Dataset entries
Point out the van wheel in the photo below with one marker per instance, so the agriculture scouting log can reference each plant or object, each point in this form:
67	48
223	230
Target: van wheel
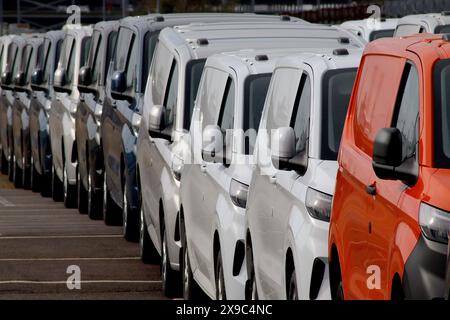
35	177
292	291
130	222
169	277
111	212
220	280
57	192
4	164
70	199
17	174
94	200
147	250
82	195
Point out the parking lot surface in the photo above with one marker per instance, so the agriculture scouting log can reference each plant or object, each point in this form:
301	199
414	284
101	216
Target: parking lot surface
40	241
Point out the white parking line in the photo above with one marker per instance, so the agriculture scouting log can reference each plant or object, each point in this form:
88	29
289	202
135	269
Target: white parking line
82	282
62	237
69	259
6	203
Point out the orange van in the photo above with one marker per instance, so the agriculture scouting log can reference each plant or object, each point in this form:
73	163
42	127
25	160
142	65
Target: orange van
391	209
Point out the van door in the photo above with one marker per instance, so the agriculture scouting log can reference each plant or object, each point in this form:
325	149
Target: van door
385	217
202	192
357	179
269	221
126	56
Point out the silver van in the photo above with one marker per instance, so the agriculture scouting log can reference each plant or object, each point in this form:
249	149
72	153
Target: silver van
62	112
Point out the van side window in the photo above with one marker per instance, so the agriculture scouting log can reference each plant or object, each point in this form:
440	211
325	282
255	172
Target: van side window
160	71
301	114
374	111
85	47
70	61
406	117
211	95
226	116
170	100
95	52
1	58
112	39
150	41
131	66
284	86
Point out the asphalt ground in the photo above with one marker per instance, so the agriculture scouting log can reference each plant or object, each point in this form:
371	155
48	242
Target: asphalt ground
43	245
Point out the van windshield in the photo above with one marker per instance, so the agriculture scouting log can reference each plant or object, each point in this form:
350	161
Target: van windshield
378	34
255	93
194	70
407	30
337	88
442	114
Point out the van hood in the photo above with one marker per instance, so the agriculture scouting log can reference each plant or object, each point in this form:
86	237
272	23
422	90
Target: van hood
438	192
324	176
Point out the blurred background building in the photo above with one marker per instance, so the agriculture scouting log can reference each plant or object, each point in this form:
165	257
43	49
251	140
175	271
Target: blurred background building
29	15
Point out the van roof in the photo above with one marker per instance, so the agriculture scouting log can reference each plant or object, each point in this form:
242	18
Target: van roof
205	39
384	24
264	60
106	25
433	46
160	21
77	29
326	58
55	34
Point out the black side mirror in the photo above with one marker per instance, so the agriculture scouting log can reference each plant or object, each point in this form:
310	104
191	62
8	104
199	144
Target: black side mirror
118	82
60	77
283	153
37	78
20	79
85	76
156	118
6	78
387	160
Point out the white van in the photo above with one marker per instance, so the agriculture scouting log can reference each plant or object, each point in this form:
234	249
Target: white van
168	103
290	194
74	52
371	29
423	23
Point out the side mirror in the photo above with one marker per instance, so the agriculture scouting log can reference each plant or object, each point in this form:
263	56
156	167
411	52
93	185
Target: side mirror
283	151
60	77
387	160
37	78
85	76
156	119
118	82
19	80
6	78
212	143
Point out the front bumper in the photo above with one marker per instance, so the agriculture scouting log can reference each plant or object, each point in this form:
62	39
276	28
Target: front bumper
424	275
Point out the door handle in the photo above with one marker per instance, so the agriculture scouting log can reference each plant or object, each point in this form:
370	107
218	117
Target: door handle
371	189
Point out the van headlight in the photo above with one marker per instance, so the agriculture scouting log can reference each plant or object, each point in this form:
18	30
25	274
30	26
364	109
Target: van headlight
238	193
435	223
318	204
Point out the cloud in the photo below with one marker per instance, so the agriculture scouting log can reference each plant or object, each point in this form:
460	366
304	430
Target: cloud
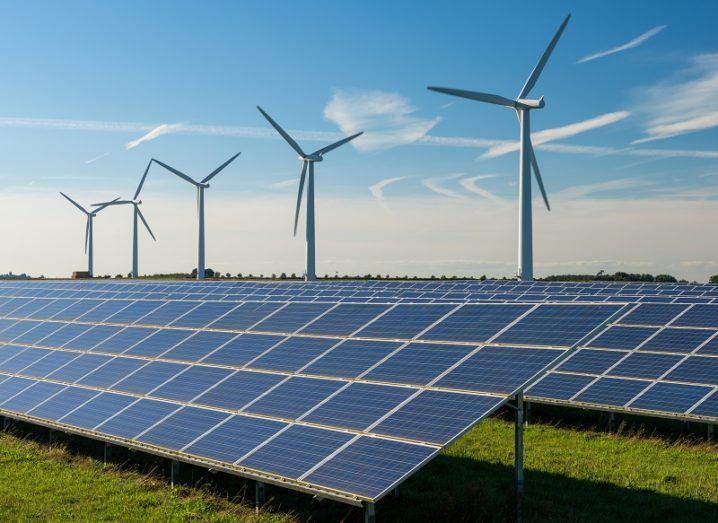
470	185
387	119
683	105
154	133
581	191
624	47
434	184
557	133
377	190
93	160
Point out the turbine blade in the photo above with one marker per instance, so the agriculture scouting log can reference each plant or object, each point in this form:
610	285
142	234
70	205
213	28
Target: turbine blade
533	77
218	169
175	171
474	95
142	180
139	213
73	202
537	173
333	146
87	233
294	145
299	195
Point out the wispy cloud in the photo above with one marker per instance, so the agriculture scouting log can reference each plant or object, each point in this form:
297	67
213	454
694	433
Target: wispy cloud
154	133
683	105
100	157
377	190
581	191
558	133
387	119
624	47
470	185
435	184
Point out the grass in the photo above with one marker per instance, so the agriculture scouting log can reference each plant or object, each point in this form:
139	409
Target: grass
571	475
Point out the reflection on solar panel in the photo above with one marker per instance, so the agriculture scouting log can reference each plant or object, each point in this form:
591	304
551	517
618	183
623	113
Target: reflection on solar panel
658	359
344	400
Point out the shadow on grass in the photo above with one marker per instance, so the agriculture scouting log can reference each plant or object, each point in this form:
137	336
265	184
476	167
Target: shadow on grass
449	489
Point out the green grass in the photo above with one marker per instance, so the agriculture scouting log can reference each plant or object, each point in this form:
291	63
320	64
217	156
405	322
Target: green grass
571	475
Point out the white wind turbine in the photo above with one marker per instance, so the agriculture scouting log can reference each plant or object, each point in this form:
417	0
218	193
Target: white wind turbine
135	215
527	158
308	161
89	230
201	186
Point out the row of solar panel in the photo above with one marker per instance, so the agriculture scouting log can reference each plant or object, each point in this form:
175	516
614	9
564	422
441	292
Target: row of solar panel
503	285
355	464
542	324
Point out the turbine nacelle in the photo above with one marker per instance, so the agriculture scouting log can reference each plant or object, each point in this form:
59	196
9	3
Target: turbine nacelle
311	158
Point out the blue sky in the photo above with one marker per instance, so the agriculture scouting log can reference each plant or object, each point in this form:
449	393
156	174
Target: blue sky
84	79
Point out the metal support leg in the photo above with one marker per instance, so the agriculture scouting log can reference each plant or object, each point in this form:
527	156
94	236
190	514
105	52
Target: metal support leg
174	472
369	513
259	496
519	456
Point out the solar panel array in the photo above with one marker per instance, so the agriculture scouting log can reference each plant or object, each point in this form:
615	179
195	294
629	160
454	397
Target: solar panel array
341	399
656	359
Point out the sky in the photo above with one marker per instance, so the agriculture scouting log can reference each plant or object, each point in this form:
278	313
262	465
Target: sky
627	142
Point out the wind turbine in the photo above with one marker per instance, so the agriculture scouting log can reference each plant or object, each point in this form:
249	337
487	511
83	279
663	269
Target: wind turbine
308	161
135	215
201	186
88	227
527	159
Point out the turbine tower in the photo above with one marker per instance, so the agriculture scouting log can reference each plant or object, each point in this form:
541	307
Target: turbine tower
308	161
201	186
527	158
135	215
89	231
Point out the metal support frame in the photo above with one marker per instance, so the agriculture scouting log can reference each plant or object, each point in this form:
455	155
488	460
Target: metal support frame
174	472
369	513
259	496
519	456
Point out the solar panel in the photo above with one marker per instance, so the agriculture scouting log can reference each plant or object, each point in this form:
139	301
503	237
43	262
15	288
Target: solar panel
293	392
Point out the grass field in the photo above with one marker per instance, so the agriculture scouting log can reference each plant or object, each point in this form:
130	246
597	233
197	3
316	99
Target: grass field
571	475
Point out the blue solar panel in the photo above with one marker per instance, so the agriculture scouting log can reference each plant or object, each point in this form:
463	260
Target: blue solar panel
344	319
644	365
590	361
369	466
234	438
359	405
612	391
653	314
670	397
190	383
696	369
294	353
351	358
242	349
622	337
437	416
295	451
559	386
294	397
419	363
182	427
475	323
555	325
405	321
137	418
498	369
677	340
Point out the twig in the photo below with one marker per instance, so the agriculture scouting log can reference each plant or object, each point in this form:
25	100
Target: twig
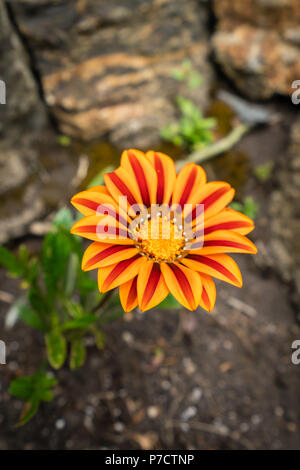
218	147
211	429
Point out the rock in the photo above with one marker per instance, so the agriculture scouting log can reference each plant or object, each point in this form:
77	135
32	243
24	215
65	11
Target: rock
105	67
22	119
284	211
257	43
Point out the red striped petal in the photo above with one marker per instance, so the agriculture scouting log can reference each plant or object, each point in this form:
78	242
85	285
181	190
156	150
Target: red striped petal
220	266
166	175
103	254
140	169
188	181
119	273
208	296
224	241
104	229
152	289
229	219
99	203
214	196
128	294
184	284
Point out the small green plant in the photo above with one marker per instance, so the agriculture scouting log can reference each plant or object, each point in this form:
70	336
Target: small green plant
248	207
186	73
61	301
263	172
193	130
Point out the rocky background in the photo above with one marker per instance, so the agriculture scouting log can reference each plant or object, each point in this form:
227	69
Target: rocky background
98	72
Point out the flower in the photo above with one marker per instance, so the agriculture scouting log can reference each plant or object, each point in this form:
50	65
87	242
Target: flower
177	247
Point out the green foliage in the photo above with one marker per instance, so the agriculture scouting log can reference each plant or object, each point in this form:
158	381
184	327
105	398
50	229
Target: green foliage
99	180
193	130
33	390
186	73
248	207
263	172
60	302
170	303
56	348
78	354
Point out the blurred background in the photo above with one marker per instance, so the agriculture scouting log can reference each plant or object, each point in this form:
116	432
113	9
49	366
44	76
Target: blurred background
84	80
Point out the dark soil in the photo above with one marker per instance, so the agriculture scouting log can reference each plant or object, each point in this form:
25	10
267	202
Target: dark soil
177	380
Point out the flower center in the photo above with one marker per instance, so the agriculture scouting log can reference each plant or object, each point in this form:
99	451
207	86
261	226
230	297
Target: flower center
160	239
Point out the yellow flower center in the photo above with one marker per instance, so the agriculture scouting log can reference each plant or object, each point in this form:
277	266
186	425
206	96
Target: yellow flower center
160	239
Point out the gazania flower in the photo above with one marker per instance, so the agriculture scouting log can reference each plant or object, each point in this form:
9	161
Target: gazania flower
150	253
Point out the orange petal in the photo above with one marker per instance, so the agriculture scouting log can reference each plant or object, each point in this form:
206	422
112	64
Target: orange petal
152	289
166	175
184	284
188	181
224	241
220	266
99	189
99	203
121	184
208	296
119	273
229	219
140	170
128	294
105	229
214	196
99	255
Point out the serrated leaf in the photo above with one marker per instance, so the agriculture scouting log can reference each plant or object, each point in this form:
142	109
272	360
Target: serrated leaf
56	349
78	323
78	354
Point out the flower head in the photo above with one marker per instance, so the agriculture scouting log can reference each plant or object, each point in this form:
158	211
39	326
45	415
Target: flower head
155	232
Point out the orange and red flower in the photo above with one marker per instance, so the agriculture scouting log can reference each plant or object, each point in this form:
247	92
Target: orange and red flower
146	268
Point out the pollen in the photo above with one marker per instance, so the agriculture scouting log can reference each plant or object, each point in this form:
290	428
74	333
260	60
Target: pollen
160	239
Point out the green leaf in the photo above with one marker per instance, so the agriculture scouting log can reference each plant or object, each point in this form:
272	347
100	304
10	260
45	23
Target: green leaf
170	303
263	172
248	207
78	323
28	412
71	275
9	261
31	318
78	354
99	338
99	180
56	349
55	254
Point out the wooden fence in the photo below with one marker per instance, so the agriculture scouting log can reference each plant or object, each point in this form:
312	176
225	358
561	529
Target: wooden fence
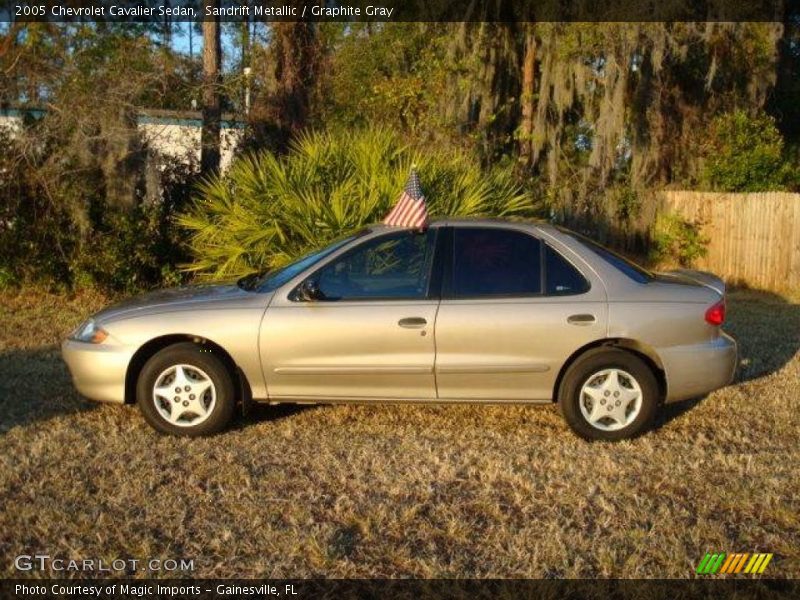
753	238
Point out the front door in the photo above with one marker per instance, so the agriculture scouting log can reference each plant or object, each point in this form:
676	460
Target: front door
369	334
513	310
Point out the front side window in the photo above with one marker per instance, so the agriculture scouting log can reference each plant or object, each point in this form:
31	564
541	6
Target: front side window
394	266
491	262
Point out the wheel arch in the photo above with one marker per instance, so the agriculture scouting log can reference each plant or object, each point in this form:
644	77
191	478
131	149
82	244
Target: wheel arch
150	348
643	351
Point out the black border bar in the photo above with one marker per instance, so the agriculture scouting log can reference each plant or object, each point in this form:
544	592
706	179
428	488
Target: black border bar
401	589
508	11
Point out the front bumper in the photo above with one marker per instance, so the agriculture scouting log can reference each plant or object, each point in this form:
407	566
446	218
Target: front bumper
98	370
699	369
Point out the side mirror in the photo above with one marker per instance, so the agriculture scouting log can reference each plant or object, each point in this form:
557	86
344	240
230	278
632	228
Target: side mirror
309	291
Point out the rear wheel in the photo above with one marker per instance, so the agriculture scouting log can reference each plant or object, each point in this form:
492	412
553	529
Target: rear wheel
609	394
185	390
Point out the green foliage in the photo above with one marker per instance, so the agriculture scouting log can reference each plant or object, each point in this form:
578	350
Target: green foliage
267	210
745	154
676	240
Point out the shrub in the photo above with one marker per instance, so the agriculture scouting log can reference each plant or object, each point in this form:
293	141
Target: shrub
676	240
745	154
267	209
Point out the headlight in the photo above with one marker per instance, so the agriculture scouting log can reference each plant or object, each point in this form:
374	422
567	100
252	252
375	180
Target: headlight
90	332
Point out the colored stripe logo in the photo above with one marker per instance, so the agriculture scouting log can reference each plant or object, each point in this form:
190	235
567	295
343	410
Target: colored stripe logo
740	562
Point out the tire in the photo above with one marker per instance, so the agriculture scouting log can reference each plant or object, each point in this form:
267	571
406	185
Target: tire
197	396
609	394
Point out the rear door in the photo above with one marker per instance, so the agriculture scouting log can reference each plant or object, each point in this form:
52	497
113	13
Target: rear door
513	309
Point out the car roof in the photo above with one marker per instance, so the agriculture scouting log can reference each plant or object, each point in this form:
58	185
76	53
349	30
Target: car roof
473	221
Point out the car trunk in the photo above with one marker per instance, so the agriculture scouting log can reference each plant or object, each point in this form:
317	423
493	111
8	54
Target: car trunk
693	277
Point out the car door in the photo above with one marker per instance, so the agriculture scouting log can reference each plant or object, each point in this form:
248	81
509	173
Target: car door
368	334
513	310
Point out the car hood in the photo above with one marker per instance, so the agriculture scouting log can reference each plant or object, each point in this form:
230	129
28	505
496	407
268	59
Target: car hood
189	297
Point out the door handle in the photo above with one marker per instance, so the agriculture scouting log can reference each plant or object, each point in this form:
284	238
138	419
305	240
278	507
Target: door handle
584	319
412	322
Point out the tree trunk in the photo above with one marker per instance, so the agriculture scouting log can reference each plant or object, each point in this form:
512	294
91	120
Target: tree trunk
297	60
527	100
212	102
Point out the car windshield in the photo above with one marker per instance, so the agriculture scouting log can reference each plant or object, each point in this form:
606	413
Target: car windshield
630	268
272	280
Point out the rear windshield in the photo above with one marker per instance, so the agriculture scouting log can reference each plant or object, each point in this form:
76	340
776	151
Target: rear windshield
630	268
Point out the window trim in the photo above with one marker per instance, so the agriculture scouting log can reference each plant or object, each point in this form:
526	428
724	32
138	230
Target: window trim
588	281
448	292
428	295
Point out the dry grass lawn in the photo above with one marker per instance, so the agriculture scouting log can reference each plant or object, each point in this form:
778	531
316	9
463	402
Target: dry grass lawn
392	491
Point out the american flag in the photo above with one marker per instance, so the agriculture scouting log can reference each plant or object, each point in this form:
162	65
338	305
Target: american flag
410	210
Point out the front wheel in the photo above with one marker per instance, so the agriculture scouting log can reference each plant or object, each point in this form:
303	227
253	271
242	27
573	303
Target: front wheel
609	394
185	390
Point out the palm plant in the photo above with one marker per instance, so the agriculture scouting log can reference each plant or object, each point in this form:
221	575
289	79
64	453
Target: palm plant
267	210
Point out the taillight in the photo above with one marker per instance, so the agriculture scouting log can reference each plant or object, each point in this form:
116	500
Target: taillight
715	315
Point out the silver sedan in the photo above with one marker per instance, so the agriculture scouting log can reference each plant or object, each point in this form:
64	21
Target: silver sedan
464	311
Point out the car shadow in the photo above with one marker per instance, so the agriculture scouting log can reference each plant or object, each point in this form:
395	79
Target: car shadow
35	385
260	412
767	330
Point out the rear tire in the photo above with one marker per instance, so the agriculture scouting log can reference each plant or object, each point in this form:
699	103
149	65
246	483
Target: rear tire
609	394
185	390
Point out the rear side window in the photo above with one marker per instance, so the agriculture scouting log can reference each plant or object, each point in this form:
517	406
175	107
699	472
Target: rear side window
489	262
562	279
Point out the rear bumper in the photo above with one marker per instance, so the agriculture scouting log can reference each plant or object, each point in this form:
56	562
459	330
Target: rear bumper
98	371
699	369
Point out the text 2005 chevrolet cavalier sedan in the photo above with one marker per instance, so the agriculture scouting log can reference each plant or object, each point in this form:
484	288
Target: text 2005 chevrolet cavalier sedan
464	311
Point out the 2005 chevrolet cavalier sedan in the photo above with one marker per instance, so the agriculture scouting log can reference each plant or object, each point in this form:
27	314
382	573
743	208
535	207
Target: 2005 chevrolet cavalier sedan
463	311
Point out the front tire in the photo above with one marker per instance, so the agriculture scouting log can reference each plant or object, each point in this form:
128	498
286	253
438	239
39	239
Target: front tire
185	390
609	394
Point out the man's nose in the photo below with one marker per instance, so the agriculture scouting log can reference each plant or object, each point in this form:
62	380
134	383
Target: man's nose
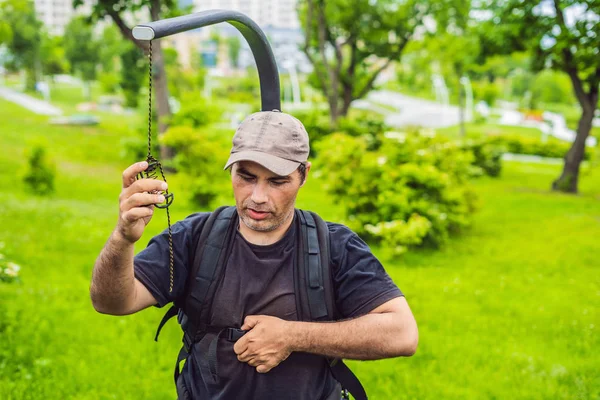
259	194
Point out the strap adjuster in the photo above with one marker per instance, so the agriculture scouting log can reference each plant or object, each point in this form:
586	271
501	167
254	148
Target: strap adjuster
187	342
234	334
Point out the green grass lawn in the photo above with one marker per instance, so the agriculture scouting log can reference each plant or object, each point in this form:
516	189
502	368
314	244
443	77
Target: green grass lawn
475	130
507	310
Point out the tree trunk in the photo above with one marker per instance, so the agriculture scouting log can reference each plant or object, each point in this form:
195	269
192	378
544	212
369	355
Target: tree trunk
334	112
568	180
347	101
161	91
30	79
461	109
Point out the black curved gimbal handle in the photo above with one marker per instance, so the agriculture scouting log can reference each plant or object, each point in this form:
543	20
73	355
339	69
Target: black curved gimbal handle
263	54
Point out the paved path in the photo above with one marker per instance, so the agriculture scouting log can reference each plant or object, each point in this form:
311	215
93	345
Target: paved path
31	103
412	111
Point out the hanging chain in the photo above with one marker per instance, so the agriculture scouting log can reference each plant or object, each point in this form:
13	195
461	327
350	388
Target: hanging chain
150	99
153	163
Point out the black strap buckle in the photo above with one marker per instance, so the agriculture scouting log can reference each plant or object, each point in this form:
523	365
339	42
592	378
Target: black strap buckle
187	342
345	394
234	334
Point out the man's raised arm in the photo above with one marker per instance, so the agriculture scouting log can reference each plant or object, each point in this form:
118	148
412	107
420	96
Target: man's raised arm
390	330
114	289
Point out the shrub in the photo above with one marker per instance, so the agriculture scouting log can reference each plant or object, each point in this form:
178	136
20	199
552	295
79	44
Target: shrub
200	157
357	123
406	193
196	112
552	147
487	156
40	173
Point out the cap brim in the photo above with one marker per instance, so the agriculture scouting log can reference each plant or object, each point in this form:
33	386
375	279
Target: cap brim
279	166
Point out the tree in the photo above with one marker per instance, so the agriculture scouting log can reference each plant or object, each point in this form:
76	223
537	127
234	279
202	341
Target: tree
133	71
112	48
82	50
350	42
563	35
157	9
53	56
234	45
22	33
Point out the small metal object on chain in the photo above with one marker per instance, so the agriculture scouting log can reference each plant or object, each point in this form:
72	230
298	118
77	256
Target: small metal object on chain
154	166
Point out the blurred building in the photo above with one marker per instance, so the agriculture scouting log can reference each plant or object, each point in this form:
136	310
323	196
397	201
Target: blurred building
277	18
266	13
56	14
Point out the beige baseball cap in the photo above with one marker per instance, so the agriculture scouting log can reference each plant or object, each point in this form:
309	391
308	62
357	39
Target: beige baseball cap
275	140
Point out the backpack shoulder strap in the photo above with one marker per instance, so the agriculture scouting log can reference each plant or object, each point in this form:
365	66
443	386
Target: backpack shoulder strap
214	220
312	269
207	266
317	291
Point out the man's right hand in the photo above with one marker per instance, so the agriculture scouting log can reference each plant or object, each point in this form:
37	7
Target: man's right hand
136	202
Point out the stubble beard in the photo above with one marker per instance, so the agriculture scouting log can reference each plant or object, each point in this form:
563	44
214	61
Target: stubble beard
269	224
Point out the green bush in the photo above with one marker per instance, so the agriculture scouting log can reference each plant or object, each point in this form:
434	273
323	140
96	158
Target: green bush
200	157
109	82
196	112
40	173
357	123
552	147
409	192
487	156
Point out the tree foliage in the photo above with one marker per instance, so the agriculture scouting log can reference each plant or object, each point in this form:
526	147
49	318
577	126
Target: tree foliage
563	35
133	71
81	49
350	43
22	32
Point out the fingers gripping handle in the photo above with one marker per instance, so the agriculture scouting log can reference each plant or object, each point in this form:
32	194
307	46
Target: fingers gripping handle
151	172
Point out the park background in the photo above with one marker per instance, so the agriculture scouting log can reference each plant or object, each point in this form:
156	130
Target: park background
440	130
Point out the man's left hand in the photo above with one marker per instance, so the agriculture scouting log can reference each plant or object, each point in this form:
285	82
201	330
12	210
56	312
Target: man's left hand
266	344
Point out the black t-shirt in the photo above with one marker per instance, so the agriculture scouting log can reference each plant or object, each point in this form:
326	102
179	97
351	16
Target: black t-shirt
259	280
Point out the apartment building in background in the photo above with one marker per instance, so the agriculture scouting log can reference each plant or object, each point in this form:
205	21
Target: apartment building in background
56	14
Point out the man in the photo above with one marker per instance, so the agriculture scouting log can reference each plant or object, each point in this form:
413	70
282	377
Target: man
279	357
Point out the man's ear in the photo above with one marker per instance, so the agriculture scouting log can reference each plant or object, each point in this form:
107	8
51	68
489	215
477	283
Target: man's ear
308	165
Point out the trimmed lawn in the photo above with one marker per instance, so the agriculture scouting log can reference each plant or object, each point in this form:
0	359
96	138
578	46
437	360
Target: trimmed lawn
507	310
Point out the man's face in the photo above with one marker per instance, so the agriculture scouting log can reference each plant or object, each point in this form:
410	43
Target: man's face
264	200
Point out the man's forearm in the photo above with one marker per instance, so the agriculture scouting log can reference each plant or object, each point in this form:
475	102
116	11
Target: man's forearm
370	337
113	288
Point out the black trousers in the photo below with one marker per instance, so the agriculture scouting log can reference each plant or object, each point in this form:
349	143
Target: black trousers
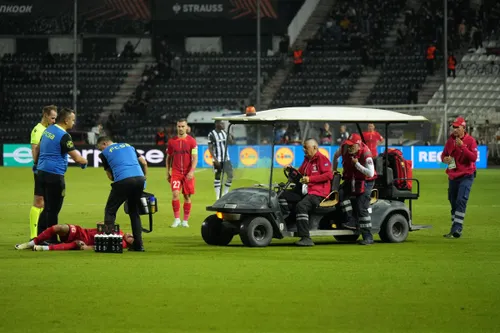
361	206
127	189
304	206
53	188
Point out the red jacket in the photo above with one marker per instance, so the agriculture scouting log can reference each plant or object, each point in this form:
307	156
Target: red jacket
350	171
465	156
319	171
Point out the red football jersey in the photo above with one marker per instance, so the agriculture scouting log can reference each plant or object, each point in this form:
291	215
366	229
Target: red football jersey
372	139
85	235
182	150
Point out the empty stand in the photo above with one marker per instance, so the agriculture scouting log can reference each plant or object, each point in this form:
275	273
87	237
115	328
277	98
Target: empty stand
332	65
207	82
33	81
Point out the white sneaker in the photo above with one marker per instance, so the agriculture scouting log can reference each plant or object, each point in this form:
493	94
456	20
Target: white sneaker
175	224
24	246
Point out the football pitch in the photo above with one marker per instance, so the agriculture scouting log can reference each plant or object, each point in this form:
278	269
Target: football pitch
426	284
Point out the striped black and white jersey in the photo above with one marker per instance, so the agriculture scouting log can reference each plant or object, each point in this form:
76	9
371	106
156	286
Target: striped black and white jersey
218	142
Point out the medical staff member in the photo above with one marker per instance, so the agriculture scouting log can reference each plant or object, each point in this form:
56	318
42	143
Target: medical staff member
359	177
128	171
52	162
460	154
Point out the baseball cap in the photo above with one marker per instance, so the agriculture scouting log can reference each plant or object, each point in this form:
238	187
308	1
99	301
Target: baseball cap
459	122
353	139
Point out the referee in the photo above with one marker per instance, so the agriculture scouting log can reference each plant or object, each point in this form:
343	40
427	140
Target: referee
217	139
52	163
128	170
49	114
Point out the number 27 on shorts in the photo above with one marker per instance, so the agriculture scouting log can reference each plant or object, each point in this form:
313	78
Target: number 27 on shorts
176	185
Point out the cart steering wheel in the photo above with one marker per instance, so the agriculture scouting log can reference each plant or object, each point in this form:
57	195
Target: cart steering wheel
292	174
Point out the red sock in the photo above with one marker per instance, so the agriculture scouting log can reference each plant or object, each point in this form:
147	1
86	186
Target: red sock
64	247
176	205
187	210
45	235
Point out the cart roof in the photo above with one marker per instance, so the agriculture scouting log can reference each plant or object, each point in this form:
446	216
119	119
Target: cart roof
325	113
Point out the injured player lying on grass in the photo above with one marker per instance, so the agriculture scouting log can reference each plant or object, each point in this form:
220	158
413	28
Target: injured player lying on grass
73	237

### Task goal
State the number of lines in these entries that include the string "below". Provide nothing beyond that number.

### Output
6